**STATED GOAL**
Please reproduce, word for word, the rows from the line containing "Can you see the reddish" through the last line of the rows, including both ends.

**INFORMATION SUPPLIED**
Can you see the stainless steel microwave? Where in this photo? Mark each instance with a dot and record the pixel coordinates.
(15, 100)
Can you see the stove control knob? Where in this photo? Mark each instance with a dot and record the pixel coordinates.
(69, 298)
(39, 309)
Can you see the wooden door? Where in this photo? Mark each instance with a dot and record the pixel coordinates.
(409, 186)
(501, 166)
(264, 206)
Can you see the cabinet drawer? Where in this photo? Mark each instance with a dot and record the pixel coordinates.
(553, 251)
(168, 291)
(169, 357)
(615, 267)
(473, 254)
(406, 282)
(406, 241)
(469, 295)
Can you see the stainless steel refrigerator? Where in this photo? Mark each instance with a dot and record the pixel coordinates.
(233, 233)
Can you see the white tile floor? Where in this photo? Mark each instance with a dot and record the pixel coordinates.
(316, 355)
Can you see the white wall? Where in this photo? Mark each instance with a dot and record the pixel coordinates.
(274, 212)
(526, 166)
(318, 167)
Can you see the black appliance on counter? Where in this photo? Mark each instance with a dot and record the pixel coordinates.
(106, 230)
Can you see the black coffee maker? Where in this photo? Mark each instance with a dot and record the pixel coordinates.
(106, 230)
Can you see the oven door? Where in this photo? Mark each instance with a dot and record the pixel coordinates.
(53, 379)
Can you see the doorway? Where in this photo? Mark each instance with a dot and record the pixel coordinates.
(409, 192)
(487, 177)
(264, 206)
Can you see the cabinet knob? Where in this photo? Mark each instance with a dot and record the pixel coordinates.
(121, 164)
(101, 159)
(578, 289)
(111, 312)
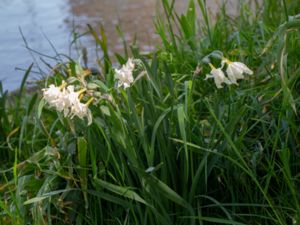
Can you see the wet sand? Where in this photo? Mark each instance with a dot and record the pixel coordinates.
(53, 21)
(136, 18)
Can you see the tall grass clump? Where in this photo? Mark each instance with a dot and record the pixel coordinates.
(155, 141)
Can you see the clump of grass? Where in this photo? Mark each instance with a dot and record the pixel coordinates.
(171, 148)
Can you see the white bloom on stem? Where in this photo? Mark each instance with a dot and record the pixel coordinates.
(124, 75)
(51, 94)
(218, 75)
(68, 101)
(235, 70)
(81, 110)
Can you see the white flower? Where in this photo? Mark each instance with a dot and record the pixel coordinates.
(67, 100)
(51, 94)
(235, 70)
(81, 110)
(218, 76)
(124, 75)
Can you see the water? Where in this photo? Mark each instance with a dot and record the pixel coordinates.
(55, 20)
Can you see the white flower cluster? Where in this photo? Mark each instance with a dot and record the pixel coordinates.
(66, 100)
(234, 71)
(124, 75)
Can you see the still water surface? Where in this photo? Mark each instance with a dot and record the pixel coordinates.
(47, 24)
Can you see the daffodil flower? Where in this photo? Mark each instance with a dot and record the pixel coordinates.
(124, 75)
(218, 75)
(235, 70)
(67, 100)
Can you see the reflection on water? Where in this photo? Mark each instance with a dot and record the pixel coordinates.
(37, 19)
(56, 19)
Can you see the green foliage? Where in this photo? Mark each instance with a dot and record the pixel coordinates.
(172, 148)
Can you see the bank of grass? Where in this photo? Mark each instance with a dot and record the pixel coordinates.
(171, 149)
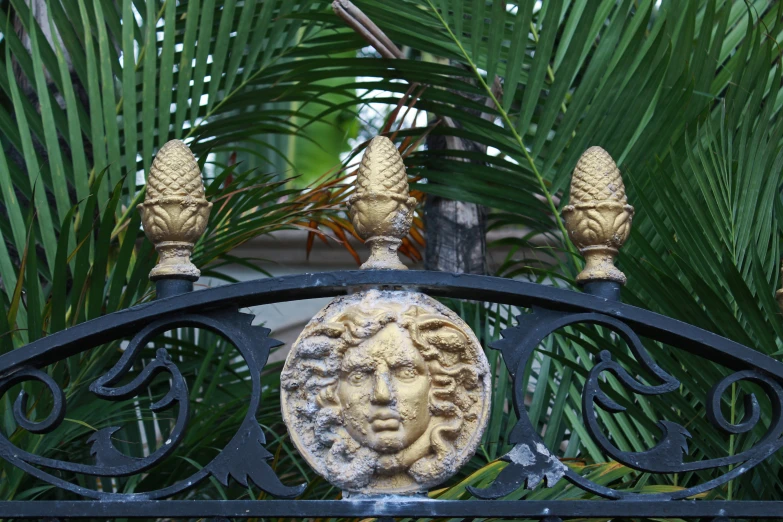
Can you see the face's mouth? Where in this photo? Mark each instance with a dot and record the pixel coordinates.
(386, 420)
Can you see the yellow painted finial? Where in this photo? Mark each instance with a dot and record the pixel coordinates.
(382, 209)
(175, 211)
(599, 217)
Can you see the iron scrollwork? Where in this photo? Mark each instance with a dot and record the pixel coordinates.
(530, 460)
(243, 459)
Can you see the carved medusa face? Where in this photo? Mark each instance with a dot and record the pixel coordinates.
(386, 392)
(383, 391)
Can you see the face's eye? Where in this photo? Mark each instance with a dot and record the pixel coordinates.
(406, 373)
(357, 377)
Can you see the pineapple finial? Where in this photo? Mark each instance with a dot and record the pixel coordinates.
(599, 217)
(382, 209)
(175, 211)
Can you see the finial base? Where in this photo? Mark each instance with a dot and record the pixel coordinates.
(599, 265)
(383, 254)
(175, 262)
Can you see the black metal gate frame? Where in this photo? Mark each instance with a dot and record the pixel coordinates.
(243, 459)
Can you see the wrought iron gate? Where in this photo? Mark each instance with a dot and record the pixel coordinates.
(529, 463)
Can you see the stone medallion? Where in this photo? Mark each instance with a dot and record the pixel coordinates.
(385, 391)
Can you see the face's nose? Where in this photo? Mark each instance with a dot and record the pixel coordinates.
(381, 394)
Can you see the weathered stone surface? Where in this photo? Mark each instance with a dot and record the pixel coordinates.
(386, 392)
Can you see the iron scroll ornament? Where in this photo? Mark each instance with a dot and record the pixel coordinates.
(244, 457)
(530, 461)
(215, 309)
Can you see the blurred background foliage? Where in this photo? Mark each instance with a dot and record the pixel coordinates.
(272, 95)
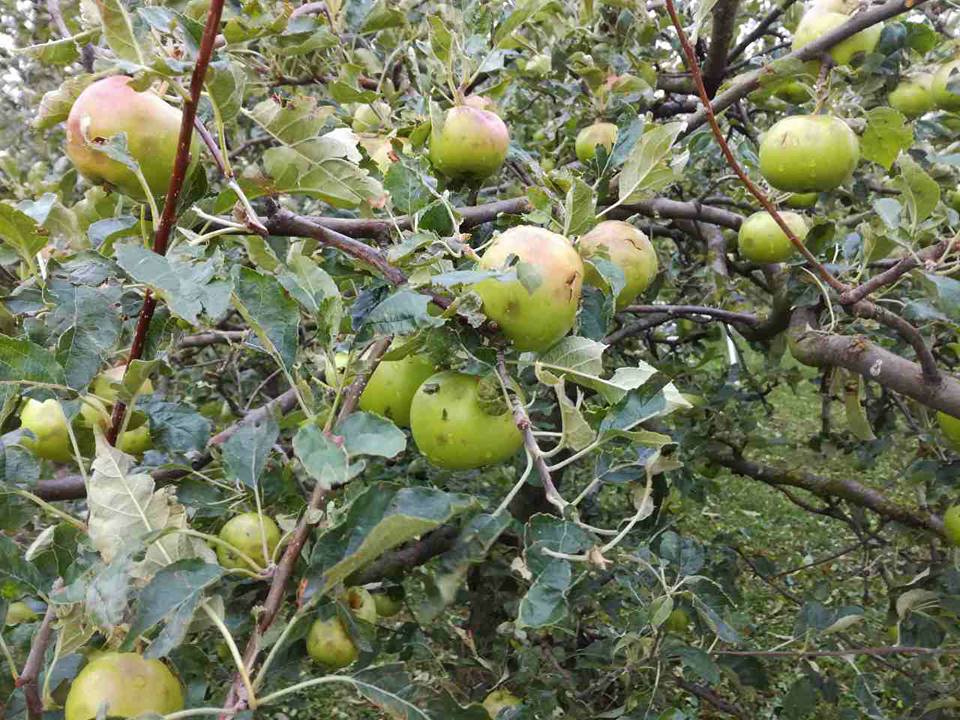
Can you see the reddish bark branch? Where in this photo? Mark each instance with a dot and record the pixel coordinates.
(177, 177)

**RESPONSE TO THE TASK**
Can you see the reddish bark branch? Where in this photo? Mark each instance with a dot and record the pixel coordinates.
(177, 177)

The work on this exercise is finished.